GIVEN INFORMATION START

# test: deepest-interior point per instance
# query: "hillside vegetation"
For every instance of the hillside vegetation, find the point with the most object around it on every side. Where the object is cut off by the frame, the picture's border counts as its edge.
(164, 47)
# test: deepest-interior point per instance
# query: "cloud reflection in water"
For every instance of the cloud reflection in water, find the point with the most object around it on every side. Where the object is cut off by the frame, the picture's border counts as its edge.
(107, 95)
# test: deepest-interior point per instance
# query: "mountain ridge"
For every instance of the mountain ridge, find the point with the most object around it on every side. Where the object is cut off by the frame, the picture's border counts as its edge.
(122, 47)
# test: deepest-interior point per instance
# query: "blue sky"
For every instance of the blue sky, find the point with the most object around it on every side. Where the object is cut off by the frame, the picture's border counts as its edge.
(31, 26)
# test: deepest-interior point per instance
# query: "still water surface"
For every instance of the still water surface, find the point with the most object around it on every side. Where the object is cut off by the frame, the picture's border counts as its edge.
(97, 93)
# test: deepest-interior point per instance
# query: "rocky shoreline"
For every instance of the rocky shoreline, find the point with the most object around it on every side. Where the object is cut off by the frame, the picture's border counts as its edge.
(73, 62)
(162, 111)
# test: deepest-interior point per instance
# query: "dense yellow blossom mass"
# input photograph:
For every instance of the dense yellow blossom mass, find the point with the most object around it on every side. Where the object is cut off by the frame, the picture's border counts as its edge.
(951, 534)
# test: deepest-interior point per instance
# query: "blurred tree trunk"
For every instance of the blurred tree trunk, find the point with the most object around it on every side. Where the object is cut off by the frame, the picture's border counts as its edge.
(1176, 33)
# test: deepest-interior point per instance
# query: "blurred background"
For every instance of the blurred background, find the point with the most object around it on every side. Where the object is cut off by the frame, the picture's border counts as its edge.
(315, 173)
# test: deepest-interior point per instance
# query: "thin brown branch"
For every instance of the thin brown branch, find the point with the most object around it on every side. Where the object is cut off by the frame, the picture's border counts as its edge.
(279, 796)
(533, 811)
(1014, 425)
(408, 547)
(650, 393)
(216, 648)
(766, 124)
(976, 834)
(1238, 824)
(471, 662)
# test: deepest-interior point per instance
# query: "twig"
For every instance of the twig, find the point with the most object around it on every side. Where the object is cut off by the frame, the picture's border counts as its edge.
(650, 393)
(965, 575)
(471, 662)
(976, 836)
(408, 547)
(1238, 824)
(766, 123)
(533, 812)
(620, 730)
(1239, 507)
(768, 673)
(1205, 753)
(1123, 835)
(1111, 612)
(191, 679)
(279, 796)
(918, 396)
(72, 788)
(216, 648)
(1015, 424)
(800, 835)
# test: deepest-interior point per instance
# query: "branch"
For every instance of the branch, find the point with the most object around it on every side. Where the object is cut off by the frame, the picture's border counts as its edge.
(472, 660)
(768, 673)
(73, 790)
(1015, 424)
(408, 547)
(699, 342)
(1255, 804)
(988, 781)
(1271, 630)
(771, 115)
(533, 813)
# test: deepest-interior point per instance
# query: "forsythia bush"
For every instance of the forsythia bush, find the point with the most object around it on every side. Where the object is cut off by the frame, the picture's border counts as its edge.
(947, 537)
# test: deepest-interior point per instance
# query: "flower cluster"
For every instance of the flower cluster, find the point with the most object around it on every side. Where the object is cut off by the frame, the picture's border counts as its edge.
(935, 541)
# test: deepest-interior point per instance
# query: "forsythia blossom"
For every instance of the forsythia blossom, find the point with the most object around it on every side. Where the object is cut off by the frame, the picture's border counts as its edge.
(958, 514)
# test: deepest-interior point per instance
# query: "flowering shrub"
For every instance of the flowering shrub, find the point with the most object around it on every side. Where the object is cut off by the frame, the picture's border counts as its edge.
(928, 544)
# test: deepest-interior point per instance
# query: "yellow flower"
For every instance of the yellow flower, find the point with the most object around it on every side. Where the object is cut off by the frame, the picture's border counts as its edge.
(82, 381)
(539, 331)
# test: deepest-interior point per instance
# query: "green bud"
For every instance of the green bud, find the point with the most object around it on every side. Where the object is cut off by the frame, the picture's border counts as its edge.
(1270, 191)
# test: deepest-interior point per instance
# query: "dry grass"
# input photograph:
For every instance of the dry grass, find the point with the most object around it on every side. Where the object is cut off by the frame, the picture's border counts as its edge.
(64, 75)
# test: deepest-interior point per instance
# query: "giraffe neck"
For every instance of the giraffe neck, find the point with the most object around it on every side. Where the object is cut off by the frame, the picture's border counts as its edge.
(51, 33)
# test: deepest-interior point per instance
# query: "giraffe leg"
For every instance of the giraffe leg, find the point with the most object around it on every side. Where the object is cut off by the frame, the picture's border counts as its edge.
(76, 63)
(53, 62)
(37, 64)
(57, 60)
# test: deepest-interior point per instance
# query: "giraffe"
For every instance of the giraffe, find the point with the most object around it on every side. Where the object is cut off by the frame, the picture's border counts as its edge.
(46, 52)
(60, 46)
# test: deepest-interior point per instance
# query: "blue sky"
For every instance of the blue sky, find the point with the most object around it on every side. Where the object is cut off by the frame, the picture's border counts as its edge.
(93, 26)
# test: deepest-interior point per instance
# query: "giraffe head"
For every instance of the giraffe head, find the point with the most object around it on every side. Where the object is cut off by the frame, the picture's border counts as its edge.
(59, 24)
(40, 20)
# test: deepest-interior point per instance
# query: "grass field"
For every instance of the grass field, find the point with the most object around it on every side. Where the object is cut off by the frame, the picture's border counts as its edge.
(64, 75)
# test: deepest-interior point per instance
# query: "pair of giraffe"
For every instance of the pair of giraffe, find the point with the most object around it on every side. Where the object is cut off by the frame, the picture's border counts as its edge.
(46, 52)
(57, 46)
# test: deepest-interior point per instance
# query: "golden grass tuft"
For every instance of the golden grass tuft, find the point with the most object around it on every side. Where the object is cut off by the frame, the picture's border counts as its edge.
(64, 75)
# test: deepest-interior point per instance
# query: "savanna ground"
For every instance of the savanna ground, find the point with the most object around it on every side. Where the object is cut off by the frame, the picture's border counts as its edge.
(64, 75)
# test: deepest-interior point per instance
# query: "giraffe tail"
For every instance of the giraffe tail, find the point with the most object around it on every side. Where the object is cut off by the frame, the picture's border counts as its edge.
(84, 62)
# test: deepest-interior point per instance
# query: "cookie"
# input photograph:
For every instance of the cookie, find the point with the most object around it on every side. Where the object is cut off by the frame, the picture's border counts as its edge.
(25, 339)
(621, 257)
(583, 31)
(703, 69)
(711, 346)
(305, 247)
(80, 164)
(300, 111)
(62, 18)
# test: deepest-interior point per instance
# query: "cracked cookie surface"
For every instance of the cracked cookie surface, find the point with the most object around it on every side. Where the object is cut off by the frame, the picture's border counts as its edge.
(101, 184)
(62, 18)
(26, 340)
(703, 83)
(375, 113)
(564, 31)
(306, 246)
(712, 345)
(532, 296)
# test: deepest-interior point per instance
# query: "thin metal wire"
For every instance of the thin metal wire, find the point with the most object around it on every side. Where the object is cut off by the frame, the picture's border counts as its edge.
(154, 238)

GIVEN INFORMATION END

■ WORK REQUIRED
May I have all of the records repeated exactly?

■ RESULT FOR THIS TASK
# test: deepest-interior point per instance
# query: "hillside vegetation"
For every instance of the hillside vegetation, find the point with the most object around it on every side. Where the object is cut off by the frame, the picture's border counts as its edge.
(164, 47)
# test: deepest-interior point per instance
# query: "cloud reflection in water"
For every instance of the cloud reflection in water, find the point with the most object around it on every side. Where the object is cut off by the frame, the picture's border counts as its edge.
(107, 95)
# test: deepest-interior point per instance
# query: "mountain ridge"
For every instance of the mountain ridge, find the point with the most object around it on every side. Where the object is cut off by the frame, the picture's border counts as its edge.
(122, 47)
# test: deepest-interior point per instance
# query: "blue sky"
For every instance of the blue sky, find the point with the most object around it on every side. Where the object is cut off by the frame, the picture's border counts as its edge.
(31, 26)
# test: deepest-interior point per instance
# query: "still water surface"
For every instance of the still water surface, find the point with the most object around it on every side. Where the object is cut off by the frame, the picture's border counts as its edge.
(97, 93)
# test: deepest-interior point per instance
# query: "rocky shoreline"
For every instance of the rocky shoreline, find the point with the most object around it on every side. Where the object is cut off by the frame, the picture's border counts as its edge.
(73, 62)
(162, 111)
# test: deepest-interior point per instance
# query: "dense yellow blossom mass"
# input photograph:
For every instance of the dense yellow blossom mass, find the point with the most object around it on every side. Where the object is cut off by the frame, the picture's border counts as its edge.
(951, 534)
# test: deepest-interior point per instance
# query: "blurred tree trunk"
For every instance of the blurred tree trunk, find the point with the most object around it on every side. Where the object is cut off by the frame, the picture's border counts as its edge.
(1176, 33)
# test: deepest-interior point per instance
# query: "blurred background"
For every instance of the blurred background, find the point with the most object around it on every side. Where the object is cut off by the frame, the picture's border counts as its edge.
(315, 173)
# test: deepest-interior point per instance
# query: "thin brown branch"
For every instance of the thin brown branch, find the point with the most object around it on every side. Where the object is cut off by the frame, the picture's border counts as its edge.
(279, 796)
(533, 811)
(1014, 425)
(408, 547)
(650, 393)
(216, 648)
(766, 124)
(976, 834)
(1238, 824)
(471, 662)
# test: deepest-interior point per instance
# query: "twig"
For every instance of the twig, find the point with the most object around it on every side. Where the object is cut off by the frame, the picture's border counts as its edge.
(650, 393)
(965, 575)
(471, 662)
(976, 836)
(408, 547)
(1238, 824)
(766, 123)
(533, 812)
(620, 730)
(1239, 507)
(768, 673)
(1205, 753)
(1123, 835)
(1111, 612)
(191, 679)
(279, 796)
(918, 396)
(72, 788)
(216, 648)
(1015, 424)
(800, 835)
# test: deepest-interior point per instance
# query: "branch"
For every instance of the branch, find the point with the most object around it on every side. Where the object is cut off by the frame, the picture's border counts as its edge.
(472, 660)
(768, 673)
(73, 790)
(1015, 424)
(408, 547)
(699, 342)
(1255, 804)
(988, 781)
(1271, 630)
(771, 115)
(533, 813)
# test: deepest-interior point per instance
# query: "forsythia bush"
For every instance of the forsythia bush, find the point with the most object around it on every side. Where the object is cut off by the frame, the picture's border counts as its edge.
(947, 537)
# test: deepest-interior point per instance
# query: "flower cluster"
For every instance of the flower cluster, find the point with the most object around it on every side. Where the object is cut off by the frame, the picture's border counts as its edge.
(935, 541)
# test: deepest-interior point per instance
# query: "forsythia blossom"
For every instance of the forsythia blossom, find the point with the most object around it on every side. Where the object is cut off by the frame, the picture's border counts as its edge.
(958, 514)
# test: deepest-interior point per instance
# query: "flowering shrub"
For every instance of the flowering shrub, find the point with the most object around it on every side. Where the object is cut off by the frame, the picture's border counts as its edge.
(928, 544)
# test: deepest-interior point per instance
# query: "yellow flower"
For every instance of the yellow flower, find the point with the most object around it on every side. Where the object is cut off by the frame, the picture's border counts as its edge.
(82, 381)
(539, 331)
# test: deepest-interior point per instance
# query: "green bud"
For every instance of the green bud, find the point with the most object around it on every side. Where the object is cut off by the frame, the picture's border counts as its edge.
(1270, 191)
# test: deepest-interior point per instance
# query: "dry grass"
# input photograph:
For every instance of the dry grass, find the point with the most object around it on every side. Where the object is cut off by the frame, the picture's border counts as its edge.
(64, 75)
# test: deepest-interior point per instance
# query: "giraffe neck"
For every instance of the giraffe neck, find the point with the most object around it on every side. Where the object is cut off by the frame, the picture's border counts as its edge.
(51, 33)
# test: deepest-interior point per instance
# query: "giraffe leg"
For every instance of the giraffe leg, find the point with the most object around it on every side. Where the object is cut off by the frame, the picture's border counts as its edge.
(76, 63)
(53, 62)
(37, 64)
(57, 60)
# test: deepest-interior point per instance
# query: "giraffe"
For every instance of the giraffe, find the point with the most object around it on every side. Where the object is cut off by the frame, the picture's border counts as its edge.
(46, 52)
(60, 46)
# test: deepest-interior point per instance
# query: "blue sky"
For every instance of the blue sky, find the point with the most object around it on every side. Where the object is cut off by the frame, the picture's border counts as its edge.
(93, 26)
# test: deepest-interior point per instance
# query: "giraffe head"
For every instance of the giraffe head, find the point with the most object around it on every side. Where the object is cut off by the frame, the picture's border counts as its edge.
(59, 24)
(40, 20)
# test: deepest-interior point per instance
# query: "grass field"
For every instance of the grass field, find the point with the most object around it on every side. Where the object is cut off by the frame, the picture's border counts as its edge.
(64, 75)
# test: deepest-interior point per instance
# query: "pair of giraffe"
For every instance of the pair of giraffe, find the point with the most object around it on every side. Where the object is cut off by the frame, the picture's border counts as its edge.
(46, 52)
(57, 46)
# test: deepest-interior point per instance
# query: "golden grass tuft"
For every instance of the golden grass tuft, find the point with the most object around it on every side. Where the object is cut off by the frame, the picture's border counts as its edge.
(64, 75)
# test: deepest-interior point per instance
# query: "savanna ground"
For every instance of the savanna ground, find the point with the most object around it on every side. Where the object is cut off by the frame, the picture's border counts as its edge.
(64, 75)
# test: deepest-interior point per instance
# query: "giraffe tail"
For every instance of the giraffe tail, find the point with the most object around it on every side. Where the object is cut off by the frame, the picture's border counts as its edge.
(84, 62)
# test: deepest-interior point per instance
# query: "cookie"
# input photograph:
For every instance of the cookie, find the point with the most object around it on every side. Where the object is cut off by the frame, the picture's border counts as its edge.
(25, 339)
(621, 257)
(583, 31)
(703, 69)
(711, 346)
(305, 247)
(80, 164)
(300, 111)
(62, 18)
# test: deepest-interior point per instance
# query: "cracked cookie surface"
For every instance of the cracked cookie surface, find the point with the most object around it on every side. Where the object is cut off by the frame, the picture's border counts as its edge.
(101, 184)
(62, 18)
(26, 340)
(703, 83)
(375, 113)
(564, 31)
(306, 246)
(712, 345)
(532, 296)
# test: deepest-interior point per instance
# query: "thin metal wire"
For every instance of the thin metal wire, find the point with the most object around it on every side. Where the object is cut off by the frame, the picture's border counts as its edge.
(154, 238)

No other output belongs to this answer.